**WHAT IS NEEDED**
Lines from the one containing "of the shrub" through the last line of the data are to be repeated word for word, both ends included.

**SUPPLIED MATERIAL**
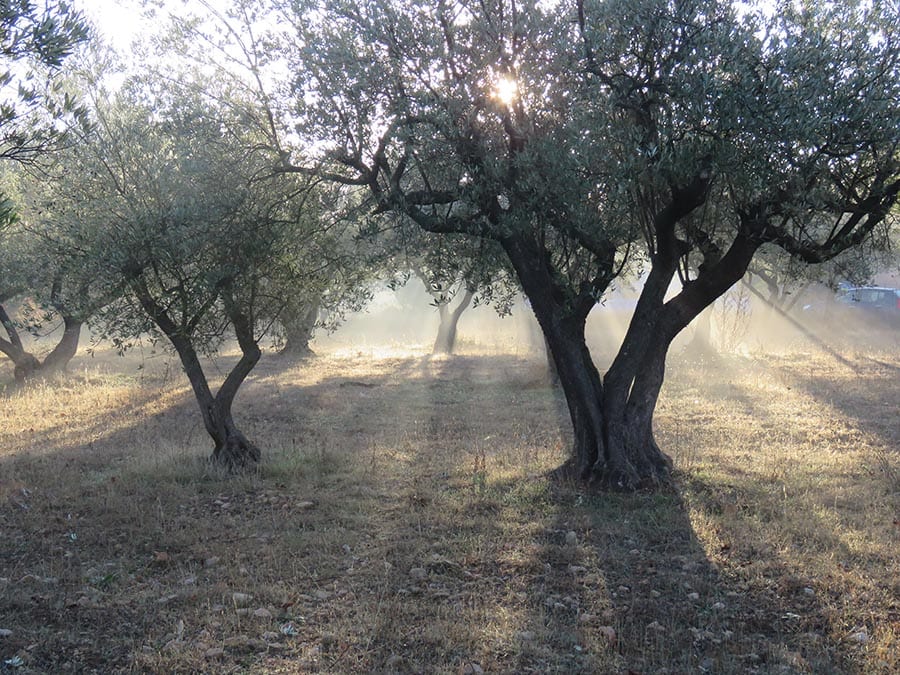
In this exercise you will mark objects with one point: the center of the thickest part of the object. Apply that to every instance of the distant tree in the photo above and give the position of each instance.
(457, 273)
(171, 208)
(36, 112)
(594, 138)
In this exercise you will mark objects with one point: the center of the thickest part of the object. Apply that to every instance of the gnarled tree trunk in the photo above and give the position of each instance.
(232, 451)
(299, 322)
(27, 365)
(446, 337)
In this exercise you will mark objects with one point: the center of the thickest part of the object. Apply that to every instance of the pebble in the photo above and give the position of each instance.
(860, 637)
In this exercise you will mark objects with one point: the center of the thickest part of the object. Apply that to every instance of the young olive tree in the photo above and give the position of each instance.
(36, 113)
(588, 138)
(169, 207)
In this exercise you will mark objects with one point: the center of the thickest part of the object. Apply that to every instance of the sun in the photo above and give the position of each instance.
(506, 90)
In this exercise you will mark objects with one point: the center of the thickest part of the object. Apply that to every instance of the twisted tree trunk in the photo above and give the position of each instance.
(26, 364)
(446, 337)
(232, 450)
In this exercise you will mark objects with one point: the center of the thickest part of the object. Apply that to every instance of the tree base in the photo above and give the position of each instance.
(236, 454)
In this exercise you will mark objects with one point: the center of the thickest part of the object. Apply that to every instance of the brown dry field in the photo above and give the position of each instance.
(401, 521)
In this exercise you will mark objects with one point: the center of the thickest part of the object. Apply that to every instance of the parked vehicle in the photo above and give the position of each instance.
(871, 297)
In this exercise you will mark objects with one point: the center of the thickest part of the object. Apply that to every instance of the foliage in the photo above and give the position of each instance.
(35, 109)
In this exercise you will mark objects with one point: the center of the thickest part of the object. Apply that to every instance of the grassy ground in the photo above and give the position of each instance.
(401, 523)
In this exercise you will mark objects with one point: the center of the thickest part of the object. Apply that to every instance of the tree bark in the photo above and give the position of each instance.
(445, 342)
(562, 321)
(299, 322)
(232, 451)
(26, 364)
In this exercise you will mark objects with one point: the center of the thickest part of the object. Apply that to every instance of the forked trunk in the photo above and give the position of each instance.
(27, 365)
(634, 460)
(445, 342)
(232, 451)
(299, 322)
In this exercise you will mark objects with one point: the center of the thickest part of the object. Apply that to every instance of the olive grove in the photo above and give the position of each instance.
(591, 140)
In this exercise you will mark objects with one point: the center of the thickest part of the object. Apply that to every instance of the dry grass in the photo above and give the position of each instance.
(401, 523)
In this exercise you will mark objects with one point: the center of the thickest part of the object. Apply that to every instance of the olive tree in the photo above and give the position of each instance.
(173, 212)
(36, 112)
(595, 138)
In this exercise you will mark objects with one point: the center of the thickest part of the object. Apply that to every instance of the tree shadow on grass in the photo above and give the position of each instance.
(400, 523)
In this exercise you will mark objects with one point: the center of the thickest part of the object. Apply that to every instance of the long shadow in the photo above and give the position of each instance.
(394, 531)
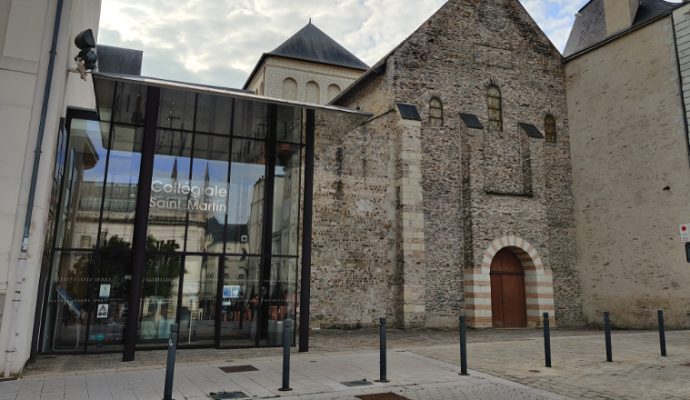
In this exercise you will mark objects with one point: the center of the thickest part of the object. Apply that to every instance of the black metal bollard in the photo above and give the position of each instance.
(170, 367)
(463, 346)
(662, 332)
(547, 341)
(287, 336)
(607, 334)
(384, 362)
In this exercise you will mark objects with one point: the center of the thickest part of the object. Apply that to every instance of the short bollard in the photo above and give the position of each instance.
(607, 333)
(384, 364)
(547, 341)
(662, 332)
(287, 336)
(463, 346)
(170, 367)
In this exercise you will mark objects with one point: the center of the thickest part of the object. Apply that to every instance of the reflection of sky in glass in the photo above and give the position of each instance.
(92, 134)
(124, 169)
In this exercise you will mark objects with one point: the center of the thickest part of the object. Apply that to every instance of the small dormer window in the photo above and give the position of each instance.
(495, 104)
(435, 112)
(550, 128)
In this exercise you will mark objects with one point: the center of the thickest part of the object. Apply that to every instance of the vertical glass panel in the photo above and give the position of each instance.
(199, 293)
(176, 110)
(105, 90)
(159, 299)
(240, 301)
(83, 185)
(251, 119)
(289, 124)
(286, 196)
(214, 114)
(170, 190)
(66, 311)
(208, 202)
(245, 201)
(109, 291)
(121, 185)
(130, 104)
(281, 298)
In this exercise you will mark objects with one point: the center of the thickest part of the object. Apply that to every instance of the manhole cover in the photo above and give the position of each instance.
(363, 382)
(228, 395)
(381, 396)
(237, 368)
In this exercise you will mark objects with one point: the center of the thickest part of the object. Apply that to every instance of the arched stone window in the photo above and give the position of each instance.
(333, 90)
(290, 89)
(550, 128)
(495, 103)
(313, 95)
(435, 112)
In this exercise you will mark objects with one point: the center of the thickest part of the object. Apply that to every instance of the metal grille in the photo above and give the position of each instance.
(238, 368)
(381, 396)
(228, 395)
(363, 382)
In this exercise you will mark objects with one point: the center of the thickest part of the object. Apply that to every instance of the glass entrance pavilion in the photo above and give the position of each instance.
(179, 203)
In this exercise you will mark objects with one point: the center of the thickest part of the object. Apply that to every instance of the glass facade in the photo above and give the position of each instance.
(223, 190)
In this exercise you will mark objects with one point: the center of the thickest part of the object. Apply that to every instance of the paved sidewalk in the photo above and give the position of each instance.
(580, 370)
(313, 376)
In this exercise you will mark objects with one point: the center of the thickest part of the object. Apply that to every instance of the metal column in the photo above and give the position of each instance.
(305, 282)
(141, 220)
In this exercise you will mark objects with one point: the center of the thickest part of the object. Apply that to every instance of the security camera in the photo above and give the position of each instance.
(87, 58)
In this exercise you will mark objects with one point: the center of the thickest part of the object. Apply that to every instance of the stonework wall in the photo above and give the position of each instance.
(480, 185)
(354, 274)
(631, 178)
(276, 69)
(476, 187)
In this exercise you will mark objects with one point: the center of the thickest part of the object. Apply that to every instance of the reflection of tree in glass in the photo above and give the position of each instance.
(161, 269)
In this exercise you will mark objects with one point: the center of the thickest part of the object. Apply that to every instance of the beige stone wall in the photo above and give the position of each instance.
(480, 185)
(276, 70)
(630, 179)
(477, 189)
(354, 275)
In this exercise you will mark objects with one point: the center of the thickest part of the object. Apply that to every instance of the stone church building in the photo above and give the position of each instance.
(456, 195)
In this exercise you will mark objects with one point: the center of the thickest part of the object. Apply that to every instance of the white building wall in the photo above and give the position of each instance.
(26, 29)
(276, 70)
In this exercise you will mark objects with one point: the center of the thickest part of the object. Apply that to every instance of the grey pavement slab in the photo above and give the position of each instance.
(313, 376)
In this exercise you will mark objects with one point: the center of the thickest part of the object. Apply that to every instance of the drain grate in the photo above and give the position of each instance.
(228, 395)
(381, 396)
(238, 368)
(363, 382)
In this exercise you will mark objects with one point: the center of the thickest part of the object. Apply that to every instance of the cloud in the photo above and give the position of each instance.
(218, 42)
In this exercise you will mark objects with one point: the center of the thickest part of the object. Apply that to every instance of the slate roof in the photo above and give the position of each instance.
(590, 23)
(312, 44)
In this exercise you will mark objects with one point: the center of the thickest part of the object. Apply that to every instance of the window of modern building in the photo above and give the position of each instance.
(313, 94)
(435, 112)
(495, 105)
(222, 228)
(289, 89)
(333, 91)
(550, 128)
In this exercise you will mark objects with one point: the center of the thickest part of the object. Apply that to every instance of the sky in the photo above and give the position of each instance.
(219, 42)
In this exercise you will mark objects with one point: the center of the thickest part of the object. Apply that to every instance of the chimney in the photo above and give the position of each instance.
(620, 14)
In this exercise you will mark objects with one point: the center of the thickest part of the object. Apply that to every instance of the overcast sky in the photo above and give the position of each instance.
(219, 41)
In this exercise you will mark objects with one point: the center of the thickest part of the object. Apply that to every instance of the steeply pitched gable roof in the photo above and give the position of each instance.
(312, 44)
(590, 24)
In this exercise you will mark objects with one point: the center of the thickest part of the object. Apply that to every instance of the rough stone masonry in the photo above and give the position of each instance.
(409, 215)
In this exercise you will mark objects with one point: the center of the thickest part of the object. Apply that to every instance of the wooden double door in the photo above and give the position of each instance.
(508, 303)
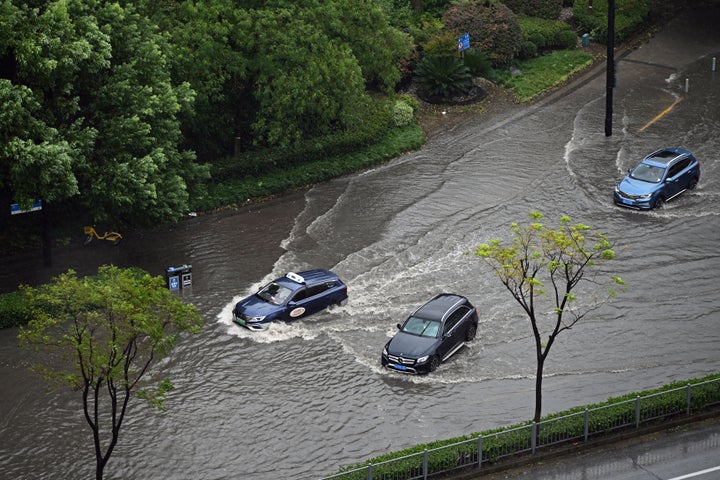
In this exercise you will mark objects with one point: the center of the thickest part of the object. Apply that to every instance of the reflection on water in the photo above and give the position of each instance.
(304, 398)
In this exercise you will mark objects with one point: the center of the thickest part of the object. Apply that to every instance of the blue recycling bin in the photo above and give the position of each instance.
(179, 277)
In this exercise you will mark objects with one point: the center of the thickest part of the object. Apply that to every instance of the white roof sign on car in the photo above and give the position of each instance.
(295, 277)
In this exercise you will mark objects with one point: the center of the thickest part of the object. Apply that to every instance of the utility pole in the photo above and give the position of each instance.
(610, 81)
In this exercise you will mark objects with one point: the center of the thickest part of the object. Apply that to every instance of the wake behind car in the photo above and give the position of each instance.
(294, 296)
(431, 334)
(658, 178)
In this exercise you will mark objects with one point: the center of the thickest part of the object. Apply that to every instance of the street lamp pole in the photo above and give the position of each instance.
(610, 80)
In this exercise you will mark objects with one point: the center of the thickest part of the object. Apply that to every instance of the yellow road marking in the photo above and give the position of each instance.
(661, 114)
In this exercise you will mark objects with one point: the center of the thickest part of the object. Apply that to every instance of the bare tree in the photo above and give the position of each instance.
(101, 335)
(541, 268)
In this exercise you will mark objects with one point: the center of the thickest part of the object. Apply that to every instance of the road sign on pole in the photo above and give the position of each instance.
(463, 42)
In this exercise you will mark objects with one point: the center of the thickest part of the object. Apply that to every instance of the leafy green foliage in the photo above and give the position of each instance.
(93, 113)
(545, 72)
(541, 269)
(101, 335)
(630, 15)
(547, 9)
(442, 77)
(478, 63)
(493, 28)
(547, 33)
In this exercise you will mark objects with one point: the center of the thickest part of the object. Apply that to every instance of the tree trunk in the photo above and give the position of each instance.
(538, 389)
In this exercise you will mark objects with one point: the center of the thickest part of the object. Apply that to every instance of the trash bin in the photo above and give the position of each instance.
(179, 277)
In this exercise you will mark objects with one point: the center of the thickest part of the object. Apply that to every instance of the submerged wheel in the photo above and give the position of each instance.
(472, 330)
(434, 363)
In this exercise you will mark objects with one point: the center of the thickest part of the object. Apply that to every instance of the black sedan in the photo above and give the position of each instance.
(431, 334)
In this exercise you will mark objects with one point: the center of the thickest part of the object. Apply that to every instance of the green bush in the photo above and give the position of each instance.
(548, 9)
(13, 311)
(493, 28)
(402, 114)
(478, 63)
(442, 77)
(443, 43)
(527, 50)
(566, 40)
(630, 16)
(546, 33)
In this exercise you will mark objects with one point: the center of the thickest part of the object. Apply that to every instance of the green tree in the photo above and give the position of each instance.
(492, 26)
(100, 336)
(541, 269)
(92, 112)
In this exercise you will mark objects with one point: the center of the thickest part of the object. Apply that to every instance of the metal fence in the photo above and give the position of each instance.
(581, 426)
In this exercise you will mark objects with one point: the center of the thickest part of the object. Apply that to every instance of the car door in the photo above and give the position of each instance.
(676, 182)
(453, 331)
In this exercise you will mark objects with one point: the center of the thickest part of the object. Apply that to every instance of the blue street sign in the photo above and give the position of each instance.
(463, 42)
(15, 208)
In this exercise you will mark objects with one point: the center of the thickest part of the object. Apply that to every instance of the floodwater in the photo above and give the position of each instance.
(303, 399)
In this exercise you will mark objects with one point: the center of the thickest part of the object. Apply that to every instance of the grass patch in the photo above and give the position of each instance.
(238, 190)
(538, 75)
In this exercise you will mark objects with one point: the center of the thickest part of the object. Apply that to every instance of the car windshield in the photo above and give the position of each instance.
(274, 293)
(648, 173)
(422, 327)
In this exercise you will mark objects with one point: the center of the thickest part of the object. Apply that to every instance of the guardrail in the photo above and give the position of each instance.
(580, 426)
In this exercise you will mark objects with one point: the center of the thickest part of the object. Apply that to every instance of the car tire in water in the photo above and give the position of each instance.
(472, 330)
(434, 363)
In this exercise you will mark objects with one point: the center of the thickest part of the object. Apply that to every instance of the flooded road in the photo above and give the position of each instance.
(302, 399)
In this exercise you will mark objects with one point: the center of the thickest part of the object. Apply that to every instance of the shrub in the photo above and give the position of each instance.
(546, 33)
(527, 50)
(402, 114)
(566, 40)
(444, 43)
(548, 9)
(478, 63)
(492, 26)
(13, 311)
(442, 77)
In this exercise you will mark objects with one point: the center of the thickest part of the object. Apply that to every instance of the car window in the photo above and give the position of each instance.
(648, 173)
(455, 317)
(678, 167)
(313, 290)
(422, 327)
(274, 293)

**ANSWER TO THE TASK**
In this exercise you will mark objects with one point: the center of the thickest part of the object. Apply that to every instance of the shrub in the photo above and give the position of each instance.
(546, 33)
(527, 50)
(402, 114)
(566, 40)
(444, 43)
(548, 9)
(478, 63)
(492, 26)
(13, 311)
(442, 77)
In this exercise you will mark objects with one point: the center of the thickest part of the object. Apply that to every instance of the car window in the photo above and give the position of each instance.
(648, 173)
(455, 317)
(678, 167)
(313, 290)
(422, 327)
(274, 293)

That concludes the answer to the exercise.